-- EXERCISE DESCRIPTION --
Write out the lines word for word, from the line containing "Identify one point on each instance of the green foliage" up to and including the final line.

----------------

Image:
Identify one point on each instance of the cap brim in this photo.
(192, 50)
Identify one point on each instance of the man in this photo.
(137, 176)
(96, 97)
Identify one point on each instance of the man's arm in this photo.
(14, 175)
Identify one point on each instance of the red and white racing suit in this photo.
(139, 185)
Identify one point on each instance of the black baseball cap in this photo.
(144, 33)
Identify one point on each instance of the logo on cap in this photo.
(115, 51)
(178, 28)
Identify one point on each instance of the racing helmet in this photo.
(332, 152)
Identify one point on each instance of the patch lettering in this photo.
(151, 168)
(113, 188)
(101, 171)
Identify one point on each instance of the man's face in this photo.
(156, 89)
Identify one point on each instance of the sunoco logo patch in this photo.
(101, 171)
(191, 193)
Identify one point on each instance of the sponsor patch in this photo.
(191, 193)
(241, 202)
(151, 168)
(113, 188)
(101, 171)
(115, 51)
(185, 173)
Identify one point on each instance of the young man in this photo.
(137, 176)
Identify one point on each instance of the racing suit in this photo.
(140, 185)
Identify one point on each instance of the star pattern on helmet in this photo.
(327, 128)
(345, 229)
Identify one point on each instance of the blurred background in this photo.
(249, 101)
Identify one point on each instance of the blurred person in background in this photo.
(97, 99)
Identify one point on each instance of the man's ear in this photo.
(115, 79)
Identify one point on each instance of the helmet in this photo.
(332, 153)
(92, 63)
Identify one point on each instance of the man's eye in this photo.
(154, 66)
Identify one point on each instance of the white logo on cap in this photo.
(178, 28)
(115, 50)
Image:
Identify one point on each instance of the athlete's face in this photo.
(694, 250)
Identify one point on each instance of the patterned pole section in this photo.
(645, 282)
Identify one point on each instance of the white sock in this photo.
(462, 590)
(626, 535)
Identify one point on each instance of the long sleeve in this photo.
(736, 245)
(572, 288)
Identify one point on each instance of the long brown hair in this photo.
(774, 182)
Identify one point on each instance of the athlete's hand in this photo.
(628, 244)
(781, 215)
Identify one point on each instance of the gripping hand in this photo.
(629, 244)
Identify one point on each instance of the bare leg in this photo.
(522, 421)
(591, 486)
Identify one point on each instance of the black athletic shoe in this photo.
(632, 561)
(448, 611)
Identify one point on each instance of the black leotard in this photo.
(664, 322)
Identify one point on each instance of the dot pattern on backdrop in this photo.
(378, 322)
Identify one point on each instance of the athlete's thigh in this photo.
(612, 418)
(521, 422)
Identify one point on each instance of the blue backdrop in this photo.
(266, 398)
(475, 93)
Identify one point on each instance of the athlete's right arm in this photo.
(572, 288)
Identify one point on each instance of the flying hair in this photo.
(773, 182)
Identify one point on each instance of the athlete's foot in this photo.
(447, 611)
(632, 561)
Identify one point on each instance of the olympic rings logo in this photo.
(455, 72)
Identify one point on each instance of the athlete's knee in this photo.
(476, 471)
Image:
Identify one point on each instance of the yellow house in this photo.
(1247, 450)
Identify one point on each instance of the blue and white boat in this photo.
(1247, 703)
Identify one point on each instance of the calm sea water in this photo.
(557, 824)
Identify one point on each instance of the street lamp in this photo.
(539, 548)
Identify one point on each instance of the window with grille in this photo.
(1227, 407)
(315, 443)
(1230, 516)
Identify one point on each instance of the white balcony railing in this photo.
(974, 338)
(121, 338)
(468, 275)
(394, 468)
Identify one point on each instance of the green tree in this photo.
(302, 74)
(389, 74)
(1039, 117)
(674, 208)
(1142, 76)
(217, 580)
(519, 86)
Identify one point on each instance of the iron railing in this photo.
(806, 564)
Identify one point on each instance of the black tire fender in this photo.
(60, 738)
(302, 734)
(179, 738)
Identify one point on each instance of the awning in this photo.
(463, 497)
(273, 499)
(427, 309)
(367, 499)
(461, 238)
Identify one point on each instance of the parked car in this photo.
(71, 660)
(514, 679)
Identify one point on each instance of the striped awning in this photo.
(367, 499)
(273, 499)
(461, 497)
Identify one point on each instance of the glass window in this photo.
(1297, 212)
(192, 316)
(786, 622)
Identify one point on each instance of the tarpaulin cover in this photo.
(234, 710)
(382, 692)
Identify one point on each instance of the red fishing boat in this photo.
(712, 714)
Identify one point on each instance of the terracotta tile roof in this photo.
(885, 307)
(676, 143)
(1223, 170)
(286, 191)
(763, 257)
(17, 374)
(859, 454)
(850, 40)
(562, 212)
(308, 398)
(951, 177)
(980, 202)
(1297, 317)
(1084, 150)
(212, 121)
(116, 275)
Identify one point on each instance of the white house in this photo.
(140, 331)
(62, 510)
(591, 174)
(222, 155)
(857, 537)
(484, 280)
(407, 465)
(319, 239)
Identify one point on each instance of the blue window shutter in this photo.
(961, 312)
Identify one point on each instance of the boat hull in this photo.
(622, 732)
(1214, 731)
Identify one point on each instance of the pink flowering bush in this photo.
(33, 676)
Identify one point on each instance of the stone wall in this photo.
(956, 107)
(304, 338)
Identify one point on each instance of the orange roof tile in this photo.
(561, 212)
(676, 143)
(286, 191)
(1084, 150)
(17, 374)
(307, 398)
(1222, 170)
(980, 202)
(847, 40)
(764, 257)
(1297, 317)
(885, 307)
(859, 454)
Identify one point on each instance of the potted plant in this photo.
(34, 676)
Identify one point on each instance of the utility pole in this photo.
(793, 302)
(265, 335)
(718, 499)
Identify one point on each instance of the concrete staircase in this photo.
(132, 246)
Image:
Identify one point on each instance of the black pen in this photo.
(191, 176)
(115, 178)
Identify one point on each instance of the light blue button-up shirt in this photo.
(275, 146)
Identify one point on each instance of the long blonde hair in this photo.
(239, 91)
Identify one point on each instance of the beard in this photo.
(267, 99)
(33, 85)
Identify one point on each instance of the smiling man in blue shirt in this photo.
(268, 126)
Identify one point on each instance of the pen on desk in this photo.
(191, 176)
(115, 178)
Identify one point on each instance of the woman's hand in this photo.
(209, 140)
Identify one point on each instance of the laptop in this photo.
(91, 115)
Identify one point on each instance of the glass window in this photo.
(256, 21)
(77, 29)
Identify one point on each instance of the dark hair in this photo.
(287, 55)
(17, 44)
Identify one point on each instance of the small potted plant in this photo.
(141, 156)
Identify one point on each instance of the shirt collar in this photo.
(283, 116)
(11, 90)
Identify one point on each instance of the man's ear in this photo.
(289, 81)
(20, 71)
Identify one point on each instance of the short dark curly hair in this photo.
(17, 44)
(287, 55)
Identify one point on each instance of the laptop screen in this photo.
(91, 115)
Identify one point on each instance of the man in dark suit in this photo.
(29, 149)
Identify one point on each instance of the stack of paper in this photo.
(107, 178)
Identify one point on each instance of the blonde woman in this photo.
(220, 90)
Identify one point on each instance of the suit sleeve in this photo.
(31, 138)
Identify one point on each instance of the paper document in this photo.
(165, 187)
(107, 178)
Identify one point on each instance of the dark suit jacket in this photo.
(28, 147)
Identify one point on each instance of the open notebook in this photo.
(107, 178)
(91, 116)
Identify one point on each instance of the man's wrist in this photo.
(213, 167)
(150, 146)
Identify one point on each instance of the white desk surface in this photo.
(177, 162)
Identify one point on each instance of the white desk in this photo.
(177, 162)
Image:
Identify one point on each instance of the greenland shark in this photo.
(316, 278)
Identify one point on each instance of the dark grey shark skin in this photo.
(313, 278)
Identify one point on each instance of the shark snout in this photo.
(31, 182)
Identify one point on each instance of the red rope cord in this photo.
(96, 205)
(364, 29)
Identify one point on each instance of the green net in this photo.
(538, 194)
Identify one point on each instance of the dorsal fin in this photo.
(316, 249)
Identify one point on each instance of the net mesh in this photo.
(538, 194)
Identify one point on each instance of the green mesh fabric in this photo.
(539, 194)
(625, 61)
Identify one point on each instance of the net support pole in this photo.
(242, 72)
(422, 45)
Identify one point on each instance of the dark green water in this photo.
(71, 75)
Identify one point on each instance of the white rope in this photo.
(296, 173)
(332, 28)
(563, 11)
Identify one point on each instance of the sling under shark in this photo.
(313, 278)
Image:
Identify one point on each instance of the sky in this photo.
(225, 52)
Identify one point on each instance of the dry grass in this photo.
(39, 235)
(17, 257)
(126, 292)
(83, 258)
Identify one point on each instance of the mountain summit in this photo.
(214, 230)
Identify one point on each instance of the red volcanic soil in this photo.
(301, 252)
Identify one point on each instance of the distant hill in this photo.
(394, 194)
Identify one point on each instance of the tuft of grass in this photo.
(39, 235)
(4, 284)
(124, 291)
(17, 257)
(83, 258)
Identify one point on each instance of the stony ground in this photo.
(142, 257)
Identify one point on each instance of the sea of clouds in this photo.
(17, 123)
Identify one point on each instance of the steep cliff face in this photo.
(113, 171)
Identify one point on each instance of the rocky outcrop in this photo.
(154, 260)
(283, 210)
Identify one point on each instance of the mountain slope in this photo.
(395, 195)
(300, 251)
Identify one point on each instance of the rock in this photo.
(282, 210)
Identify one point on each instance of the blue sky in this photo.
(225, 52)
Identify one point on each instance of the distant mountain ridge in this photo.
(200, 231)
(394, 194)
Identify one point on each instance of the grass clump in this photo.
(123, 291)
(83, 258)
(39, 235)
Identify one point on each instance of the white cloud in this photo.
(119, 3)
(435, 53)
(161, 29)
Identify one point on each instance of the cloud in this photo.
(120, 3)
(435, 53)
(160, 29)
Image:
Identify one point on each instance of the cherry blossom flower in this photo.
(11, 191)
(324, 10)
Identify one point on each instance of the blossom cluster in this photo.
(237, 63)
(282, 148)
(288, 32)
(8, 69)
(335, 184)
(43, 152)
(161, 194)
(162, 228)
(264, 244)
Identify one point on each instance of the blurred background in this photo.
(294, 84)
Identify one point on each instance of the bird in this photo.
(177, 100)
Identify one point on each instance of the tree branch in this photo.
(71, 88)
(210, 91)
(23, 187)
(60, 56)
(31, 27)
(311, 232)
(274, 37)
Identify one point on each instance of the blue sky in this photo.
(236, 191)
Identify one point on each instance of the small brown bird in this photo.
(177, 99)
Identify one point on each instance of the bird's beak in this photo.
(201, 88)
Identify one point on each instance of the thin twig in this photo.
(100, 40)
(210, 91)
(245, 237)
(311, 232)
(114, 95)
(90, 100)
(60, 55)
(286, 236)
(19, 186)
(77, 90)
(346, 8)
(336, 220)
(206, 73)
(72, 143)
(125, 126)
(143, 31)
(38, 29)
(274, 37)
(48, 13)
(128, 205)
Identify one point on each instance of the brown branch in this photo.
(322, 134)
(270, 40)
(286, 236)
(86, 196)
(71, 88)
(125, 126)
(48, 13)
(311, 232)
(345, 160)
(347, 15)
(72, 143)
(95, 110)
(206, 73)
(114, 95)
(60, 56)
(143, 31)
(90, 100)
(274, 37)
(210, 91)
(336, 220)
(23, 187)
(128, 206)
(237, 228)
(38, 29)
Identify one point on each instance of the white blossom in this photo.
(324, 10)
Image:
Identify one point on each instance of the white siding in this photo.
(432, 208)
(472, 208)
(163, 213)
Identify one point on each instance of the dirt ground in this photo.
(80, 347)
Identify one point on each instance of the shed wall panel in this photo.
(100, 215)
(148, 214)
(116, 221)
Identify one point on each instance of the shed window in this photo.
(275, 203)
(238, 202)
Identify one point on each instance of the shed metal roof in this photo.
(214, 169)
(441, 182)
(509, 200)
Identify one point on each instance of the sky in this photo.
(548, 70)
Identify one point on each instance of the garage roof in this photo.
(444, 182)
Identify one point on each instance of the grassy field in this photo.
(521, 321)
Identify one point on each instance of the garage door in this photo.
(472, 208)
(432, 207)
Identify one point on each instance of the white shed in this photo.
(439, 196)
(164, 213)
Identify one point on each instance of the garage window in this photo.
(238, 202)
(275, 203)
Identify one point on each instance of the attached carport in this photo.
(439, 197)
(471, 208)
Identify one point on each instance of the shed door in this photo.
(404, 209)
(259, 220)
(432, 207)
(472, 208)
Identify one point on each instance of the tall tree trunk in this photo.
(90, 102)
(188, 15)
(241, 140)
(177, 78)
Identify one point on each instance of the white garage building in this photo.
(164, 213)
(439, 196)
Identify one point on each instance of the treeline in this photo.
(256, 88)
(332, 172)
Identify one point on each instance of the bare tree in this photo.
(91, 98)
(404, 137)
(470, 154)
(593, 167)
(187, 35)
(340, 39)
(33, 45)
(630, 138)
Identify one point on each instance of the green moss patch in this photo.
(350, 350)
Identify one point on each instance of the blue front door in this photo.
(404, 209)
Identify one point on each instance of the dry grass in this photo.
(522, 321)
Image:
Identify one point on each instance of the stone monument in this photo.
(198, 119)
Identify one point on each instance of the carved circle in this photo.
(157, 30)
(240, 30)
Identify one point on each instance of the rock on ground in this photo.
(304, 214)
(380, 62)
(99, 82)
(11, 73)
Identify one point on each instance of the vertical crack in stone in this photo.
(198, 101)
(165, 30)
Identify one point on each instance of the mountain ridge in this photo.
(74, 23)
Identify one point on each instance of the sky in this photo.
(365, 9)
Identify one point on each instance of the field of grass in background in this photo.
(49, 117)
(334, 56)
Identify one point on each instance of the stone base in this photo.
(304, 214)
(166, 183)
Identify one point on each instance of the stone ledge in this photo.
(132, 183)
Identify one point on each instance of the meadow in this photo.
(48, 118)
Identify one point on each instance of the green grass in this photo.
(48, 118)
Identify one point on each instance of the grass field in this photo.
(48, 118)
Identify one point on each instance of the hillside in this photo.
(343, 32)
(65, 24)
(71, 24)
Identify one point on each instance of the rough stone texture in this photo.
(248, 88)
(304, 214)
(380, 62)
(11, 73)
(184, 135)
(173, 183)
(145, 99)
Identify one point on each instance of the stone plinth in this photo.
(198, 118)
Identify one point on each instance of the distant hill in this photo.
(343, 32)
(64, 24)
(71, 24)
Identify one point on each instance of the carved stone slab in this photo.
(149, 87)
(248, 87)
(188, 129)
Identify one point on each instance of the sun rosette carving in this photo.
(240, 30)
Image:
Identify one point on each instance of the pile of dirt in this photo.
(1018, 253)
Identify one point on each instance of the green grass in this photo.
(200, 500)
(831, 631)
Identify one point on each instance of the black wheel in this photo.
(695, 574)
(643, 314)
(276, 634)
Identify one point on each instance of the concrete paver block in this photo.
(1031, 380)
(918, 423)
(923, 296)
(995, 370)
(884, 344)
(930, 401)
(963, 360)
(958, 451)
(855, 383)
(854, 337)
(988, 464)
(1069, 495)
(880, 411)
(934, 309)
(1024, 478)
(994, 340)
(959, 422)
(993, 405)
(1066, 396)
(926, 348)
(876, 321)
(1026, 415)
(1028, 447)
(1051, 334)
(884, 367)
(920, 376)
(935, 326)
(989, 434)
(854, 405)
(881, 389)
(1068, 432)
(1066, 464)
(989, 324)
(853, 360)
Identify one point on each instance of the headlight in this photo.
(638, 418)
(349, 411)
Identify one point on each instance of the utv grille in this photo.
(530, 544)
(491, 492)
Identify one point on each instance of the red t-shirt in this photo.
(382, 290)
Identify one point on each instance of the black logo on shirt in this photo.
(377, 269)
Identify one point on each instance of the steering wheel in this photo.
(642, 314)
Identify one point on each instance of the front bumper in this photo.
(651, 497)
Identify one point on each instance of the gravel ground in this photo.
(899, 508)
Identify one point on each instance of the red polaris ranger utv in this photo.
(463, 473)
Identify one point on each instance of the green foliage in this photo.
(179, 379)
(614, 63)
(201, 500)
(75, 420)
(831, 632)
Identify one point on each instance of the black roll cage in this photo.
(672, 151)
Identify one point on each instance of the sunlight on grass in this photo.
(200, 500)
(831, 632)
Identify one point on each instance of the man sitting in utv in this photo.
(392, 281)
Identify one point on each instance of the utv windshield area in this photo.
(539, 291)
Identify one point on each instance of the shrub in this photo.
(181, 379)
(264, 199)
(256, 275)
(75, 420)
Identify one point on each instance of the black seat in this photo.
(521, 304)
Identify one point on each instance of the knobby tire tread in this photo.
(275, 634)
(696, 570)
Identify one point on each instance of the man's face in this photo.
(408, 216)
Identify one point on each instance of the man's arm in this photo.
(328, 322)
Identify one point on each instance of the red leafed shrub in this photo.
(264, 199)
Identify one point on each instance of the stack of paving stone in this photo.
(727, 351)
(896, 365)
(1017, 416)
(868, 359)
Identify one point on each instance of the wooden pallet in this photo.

----------------

-- ANSWER FOR THIS EXERCISE --
Identify one point on each instance of the green foliage in this photo.
(179, 379)
(614, 63)
(201, 500)
(75, 420)
(831, 632)
Identify one point on each instance of the black roll cage in this photo.
(672, 151)
Identify one point on each instance of the sunlight on grass in this photo.
(200, 500)
(831, 632)
Identify one point on each instance of the man sitting in utv in this photo.
(392, 281)
Identify one point on each instance of the utv windshield area in this photo.
(539, 291)
Identify one point on each instance of the shrub in this photo.
(181, 379)
(264, 199)
(256, 275)
(75, 420)
Identify one point on each instance of the black seat in this photo.
(521, 304)
Identify one point on each instance of the knobby tire tread in this photo.
(275, 634)
(696, 570)
Identify one point on each instance of the man's face in this photo.
(408, 216)
Identify one point on each instance of the man's arm in this photo.
(328, 322)
Identify one point on each instance of the red leafed shrub in this photo.
(264, 199)
Identify one point on each instance of the stack of paving stone in this photo.
(727, 351)
(896, 365)
(1017, 416)
(868, 359)
Identify one point on each instance of the wooden pallet in this photo.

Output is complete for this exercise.